#### Work to complete:
Copy every line of the data in which the word "blue" occurs.

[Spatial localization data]
+===+

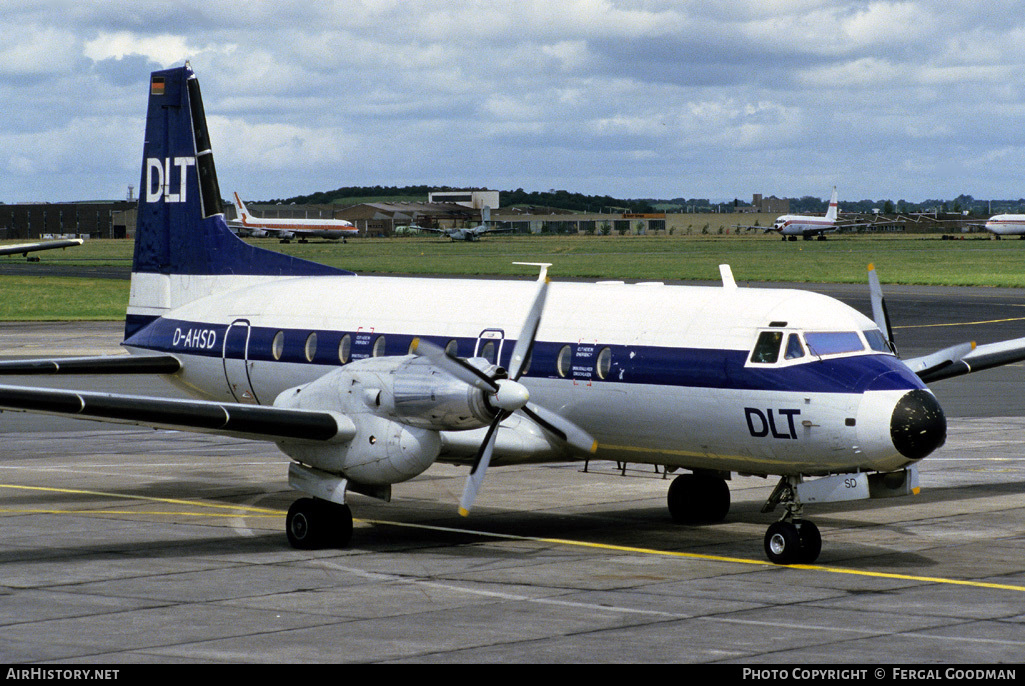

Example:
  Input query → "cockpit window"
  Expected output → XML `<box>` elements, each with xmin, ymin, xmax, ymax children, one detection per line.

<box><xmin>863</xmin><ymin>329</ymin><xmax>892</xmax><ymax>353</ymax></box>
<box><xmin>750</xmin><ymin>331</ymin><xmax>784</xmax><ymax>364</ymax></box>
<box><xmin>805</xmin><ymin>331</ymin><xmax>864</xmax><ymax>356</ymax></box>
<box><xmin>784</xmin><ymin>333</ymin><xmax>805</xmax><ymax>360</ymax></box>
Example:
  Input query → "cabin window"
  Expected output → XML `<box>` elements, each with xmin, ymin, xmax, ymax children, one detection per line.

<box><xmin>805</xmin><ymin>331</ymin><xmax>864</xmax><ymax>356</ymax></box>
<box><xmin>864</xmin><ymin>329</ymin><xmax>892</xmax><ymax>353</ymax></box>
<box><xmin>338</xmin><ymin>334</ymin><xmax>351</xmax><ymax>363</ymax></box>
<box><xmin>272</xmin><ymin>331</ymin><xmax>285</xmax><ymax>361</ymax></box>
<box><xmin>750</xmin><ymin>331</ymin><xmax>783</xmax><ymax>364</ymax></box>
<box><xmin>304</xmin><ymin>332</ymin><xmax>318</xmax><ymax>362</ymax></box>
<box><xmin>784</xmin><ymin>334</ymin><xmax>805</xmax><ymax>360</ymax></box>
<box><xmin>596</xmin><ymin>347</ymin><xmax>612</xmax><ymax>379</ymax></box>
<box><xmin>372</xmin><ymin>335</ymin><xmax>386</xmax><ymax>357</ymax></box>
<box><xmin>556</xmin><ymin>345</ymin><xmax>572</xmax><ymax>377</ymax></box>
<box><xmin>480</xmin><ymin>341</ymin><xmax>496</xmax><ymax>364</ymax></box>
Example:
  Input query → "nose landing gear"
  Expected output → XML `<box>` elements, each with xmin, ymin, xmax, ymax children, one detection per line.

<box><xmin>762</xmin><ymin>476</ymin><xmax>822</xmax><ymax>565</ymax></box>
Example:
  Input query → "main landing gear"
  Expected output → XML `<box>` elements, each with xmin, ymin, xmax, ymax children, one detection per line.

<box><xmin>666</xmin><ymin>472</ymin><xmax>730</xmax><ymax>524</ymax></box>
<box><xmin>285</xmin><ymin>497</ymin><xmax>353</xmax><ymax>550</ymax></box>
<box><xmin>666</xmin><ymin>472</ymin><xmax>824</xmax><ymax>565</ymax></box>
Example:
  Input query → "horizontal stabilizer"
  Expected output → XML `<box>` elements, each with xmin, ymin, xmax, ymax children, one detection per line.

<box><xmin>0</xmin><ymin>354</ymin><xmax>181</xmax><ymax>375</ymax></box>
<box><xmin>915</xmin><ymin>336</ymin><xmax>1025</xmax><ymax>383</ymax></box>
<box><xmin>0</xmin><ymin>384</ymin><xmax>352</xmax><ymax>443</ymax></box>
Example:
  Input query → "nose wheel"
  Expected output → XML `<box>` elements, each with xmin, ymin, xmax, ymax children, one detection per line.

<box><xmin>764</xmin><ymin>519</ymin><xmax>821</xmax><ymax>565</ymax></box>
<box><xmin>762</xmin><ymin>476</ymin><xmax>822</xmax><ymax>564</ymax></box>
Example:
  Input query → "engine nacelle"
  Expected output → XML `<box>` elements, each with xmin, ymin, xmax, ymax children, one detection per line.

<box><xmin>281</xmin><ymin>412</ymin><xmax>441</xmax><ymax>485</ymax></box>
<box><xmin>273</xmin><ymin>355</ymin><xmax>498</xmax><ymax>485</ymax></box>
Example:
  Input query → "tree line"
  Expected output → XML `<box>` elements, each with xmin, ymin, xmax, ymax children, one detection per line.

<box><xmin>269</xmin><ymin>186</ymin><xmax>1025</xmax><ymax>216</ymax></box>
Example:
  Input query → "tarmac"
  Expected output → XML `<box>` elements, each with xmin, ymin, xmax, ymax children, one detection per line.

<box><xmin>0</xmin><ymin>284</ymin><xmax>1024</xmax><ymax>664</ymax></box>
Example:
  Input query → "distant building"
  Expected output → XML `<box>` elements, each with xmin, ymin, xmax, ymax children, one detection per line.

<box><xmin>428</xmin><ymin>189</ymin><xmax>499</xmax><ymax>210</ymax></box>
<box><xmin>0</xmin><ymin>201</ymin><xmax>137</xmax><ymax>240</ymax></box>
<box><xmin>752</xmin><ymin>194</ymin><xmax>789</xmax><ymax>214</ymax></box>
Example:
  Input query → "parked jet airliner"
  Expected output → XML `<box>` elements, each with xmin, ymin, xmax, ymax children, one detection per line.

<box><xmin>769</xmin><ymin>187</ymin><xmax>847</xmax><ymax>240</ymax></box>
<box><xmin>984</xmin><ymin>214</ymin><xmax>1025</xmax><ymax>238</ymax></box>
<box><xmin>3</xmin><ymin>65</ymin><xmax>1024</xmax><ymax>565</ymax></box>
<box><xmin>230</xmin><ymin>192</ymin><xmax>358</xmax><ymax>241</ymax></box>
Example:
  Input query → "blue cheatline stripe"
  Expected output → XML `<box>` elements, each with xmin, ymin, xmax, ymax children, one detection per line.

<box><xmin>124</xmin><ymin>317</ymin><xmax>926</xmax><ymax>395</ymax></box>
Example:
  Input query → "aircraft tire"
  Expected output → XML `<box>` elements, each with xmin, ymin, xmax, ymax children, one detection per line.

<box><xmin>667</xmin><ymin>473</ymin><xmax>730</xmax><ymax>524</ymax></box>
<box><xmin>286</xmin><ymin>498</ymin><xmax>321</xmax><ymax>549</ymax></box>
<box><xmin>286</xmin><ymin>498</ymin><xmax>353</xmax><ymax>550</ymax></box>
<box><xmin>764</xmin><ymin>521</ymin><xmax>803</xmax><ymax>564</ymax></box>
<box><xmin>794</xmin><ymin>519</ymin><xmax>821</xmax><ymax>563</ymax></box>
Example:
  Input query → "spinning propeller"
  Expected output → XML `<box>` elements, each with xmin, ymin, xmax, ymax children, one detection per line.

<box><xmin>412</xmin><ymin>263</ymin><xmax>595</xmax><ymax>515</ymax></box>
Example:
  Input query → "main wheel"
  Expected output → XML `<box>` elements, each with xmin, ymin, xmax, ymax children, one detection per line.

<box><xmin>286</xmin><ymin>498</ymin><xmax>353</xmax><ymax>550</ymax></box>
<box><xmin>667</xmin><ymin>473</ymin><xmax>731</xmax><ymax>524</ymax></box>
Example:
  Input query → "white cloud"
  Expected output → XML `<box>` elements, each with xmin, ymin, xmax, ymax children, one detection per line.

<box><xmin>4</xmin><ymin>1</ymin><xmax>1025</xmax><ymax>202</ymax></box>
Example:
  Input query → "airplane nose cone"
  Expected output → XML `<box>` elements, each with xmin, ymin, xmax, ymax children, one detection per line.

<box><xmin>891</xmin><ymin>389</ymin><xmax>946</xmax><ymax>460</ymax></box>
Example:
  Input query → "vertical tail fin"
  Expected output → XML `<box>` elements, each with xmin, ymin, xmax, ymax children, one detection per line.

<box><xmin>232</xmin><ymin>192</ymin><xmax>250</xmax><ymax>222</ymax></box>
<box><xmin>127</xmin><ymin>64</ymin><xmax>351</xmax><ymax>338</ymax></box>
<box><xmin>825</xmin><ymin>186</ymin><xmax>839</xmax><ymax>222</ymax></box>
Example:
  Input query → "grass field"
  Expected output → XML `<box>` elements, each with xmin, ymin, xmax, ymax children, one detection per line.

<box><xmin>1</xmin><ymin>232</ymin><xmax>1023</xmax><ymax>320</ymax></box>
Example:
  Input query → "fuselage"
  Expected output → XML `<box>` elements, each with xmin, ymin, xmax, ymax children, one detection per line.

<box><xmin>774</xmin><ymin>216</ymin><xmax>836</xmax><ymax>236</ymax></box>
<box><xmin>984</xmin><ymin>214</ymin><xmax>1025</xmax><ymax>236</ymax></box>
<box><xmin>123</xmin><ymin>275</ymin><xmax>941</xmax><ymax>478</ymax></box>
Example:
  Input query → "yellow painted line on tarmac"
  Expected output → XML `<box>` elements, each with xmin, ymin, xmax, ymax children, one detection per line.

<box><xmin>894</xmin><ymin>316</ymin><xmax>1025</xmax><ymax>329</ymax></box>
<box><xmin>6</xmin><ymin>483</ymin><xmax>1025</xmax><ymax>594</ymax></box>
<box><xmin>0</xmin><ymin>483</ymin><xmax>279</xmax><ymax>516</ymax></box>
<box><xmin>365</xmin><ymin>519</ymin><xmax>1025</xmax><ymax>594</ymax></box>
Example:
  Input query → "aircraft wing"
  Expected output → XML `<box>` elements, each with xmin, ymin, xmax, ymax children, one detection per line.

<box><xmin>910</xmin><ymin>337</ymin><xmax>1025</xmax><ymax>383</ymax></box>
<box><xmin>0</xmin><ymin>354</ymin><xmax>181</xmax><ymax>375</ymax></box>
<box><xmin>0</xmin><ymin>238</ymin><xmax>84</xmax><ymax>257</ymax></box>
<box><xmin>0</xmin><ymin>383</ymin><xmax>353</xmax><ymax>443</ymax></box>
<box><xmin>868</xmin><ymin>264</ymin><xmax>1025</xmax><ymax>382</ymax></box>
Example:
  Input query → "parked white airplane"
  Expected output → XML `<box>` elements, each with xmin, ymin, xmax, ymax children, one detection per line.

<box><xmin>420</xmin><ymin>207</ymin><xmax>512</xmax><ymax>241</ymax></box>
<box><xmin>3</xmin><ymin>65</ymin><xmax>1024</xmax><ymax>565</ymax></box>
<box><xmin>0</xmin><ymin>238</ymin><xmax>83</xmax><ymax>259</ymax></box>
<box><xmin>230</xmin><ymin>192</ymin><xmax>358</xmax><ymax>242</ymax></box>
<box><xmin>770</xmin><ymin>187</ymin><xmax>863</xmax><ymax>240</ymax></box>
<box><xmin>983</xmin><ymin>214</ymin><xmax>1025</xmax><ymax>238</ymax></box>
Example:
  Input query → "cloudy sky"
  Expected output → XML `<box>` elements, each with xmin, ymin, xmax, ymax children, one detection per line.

+===+

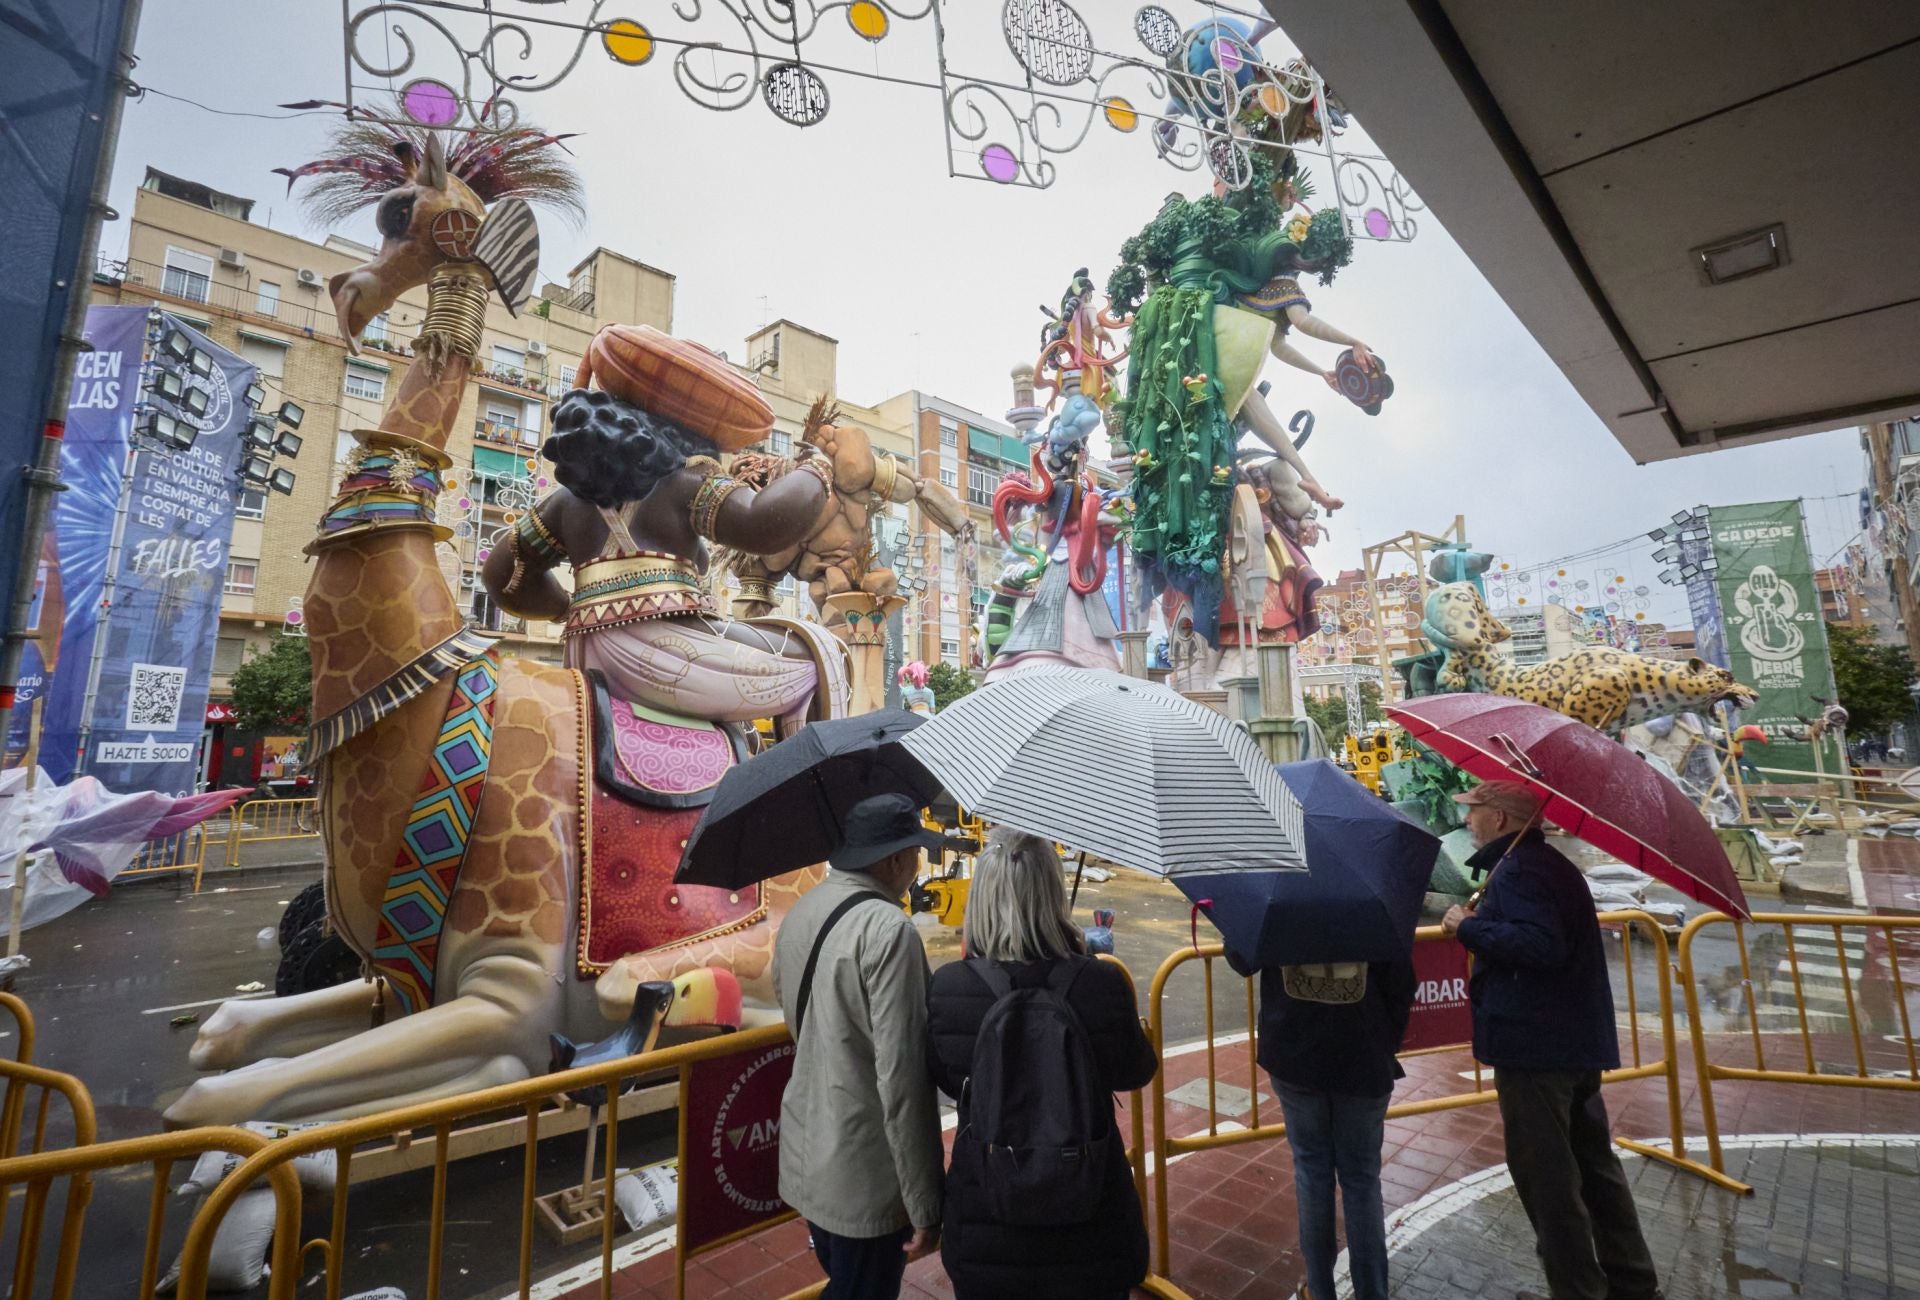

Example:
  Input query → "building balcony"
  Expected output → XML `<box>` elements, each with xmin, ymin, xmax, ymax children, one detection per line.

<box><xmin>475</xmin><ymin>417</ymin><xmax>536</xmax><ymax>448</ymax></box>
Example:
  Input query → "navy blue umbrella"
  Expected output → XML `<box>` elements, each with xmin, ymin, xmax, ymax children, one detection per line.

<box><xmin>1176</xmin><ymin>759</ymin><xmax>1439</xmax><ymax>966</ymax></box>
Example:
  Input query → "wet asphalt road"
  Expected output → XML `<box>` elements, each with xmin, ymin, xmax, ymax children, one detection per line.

+===+

#### Reply:
  Input query → "blue cheatline stripe"
  Input query → "navy blue umbrella"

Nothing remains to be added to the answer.